→ **GIVEN PASSAGE**
▼

C3 Glomerulonephritis: Clinicopathologic Findings, Complement Abnormalities, Glomerular Proteomic Profile, Treatment and Follow-Up
Sanjeev Sethi, Fernando C Fervenza, Julie A Vrana, Samih H Nasr, Yuzhou Zhang, Richard JH Smith. Mayo Clinic, Rochester, MN; Carver College of Medicine, Iowa City, IA
Background: C3 Glomerulonephritis (C3GN) is a recently described glomerulonephritis that results from dysregulation of the alternative pathway of complement (AP). In this study, we describe the clinical features, kidney biopsy findings, AP abnormalities, glomerular proteomic profile, treatment and follow-up in 14 cases of C3GN, two of which were recurrent in allografts following transplantation.
Design: The diagnostic criteria for C3GN were: Proliferative glomerulonephritis on light microscopy, bright C3 staining and the absence of Ig on immunofluorescence microscopy, and mesangial and subendothelial electron dense deposits and occasionally intramembranous and subepithelial deposits on electron microscopy (EM). Dense deposit disease was excuded based on EM.
Results: We found that C3GN affected all ages with equal sex predilection and typically presented with hematuria and proteinuria. In the majority of patients with native kidney disease, renal function remained stable, both in the short and long term. However, in the two patients with recurrent C3GN, recurrence occurred within one year of transplantation and resulted in decline in allograft function. Kidney biopsy showed a predominantly membranoproliferative GN, although both mesangial proliferative and diffuse proliferative GN were noted. The AP abnormalities were heterogeneous and were both acquired and genetic. The most common acquired abnormality was the presence of C3 nephritic factors, while the most common genetic finding was the presence of the Factor H H402 and V62 alleles. In addition to these risk factors, other abnormalities included Factor H autoantibodies and mutations in CFH, CFI and the CFHR genes. We also detected 3 novel CFH mutations that were not previously desccribed. Laser dissection and mass spectrometry of glomeruli from 8 C3GN patients and 1 DDD patient showed a similar proteomic profile with accumulation of proteins of the AP and terminal complement complex (TCC).

▲

→ **DATA EXTRACT**

▼

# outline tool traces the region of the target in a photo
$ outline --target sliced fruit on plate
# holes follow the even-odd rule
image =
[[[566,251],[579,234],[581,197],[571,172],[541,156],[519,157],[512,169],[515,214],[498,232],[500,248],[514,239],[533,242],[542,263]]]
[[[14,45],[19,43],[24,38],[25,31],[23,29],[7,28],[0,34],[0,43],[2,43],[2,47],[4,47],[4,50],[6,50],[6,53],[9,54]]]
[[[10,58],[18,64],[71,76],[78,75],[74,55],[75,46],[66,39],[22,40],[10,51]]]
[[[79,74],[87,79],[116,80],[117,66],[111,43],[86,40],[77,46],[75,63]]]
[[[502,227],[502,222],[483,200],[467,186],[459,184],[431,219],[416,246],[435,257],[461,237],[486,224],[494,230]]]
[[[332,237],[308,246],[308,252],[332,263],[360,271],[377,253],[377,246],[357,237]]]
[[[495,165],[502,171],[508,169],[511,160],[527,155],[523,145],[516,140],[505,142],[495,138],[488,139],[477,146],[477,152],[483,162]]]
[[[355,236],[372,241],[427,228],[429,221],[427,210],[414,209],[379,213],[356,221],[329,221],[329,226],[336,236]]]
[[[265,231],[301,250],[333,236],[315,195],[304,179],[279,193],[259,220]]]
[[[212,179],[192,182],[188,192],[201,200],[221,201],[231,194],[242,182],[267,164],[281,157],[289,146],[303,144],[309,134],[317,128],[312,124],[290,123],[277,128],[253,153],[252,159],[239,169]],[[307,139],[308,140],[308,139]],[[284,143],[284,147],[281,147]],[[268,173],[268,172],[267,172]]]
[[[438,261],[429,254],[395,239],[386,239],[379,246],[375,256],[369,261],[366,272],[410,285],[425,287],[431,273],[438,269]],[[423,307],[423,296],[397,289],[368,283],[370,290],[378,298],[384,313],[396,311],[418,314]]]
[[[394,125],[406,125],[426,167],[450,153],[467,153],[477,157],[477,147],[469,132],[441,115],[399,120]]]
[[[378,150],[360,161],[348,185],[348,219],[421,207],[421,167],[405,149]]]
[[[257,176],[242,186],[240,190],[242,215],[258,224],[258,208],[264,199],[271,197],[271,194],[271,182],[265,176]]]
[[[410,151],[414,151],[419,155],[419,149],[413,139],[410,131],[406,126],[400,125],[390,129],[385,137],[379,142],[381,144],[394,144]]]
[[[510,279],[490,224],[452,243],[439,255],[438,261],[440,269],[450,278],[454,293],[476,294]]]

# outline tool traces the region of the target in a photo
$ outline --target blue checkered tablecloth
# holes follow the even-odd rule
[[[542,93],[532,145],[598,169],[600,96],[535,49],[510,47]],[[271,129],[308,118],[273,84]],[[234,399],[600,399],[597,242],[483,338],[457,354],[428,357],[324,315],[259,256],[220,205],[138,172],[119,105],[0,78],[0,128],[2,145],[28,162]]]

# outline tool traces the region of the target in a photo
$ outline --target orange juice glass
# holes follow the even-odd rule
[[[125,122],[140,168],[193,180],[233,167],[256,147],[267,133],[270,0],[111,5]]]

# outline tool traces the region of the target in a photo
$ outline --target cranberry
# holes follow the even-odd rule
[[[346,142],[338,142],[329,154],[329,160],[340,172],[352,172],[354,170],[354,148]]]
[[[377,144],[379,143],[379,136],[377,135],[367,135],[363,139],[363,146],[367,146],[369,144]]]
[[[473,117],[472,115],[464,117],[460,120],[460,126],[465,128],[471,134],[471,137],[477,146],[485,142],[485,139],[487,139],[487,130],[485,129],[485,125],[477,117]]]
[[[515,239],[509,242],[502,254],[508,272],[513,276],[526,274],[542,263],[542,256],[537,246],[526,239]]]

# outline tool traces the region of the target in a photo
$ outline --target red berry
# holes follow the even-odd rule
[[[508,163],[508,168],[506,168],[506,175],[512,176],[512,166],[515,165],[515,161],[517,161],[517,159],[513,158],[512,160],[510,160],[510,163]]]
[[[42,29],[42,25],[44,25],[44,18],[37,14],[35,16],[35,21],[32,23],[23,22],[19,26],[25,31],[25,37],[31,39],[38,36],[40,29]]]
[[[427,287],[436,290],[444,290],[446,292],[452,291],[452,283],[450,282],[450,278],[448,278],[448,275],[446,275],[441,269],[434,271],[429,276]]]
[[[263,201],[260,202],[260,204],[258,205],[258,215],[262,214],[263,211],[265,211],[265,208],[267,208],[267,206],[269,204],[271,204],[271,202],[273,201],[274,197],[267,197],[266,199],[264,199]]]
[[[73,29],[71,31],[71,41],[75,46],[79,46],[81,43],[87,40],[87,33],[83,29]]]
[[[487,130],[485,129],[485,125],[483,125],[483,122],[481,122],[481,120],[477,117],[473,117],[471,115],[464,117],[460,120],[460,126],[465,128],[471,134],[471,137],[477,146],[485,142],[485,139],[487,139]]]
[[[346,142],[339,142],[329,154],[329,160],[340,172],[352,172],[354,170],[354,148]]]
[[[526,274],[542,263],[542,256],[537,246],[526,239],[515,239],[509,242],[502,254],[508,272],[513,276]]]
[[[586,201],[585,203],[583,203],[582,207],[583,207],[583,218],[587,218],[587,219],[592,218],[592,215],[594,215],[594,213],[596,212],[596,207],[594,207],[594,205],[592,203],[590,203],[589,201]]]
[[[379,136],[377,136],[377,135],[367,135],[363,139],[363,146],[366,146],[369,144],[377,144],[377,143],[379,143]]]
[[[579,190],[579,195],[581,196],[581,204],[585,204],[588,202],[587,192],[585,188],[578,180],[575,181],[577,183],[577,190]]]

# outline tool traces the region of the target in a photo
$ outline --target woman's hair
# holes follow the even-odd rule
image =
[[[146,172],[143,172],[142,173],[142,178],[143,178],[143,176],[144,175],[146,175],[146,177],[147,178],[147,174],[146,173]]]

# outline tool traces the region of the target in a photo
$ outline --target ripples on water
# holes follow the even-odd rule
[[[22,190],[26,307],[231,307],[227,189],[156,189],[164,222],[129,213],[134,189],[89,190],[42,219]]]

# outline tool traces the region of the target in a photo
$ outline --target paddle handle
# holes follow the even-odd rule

▲

→ **EXERCISES**
**A)** Answer these questions about the C3 glomerulonephritis abstract, one per line:
(i) How many cases of C3GN does the study describe?
(ii) Which disease was excluded on the basis of EM?
(iii) What was the most common acquired abnormality of the alternative pathway?
**B)** Rewrite the part of the C3 glomerulonephritis abstract starting with "Design: The diagnostic" and going on through "based on EM.", replacing "bright" with "strong".
The entries above come from a separate source.

→ **OUTPUTS IN ORDER**
**A)**
(i) 14 cases
(ii) Dense deposit disease
(iii) The presence of C3 nephritic factors

**B)**
Design: The diagnostic criteria for C3GN were: Proliferative glomerulonephritis on light microscopy, strong C3 staining and the absence of Ig on immunofluorescence microscopy, and mesangial and subendothelial electron dense deposits and occasionally intramembranous and subepithelial deposits on electron microscopy (EM). Dense deposit disease was excuded based on EM.